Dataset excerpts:
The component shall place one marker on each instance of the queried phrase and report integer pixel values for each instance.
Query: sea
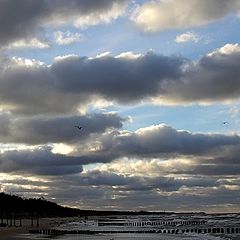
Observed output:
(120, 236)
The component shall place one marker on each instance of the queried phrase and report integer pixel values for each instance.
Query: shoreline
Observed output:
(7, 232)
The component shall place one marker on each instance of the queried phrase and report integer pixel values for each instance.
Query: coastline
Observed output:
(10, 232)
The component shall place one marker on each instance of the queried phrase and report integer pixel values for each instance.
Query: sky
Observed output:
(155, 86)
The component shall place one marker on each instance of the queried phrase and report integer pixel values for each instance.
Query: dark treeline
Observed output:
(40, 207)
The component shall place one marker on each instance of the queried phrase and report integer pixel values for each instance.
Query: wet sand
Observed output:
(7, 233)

--

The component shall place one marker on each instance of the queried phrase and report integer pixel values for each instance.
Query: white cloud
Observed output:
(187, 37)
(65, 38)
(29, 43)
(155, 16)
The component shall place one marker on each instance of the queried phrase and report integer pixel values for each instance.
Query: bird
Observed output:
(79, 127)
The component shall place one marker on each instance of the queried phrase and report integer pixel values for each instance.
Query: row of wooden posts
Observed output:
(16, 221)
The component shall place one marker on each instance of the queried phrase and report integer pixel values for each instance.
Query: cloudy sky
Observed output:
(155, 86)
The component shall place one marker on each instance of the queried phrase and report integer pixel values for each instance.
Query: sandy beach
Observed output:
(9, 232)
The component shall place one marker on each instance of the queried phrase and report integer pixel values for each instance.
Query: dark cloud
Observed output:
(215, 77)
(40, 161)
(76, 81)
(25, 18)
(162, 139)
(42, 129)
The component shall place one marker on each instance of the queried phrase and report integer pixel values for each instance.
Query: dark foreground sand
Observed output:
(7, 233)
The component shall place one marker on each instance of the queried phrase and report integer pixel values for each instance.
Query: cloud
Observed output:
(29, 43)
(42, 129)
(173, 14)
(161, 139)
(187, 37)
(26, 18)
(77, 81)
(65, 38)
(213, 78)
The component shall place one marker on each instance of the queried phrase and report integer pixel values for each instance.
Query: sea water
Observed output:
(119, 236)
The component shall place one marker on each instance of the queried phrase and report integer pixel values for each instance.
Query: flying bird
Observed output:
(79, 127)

→ TASK STATEMENT:
Search each line of the data above for "dark", and copy the lines where it occurs.

→ YOUR RESPONSE:
Query: dark treeline
Query: dark cloud
Query: dark foreground sand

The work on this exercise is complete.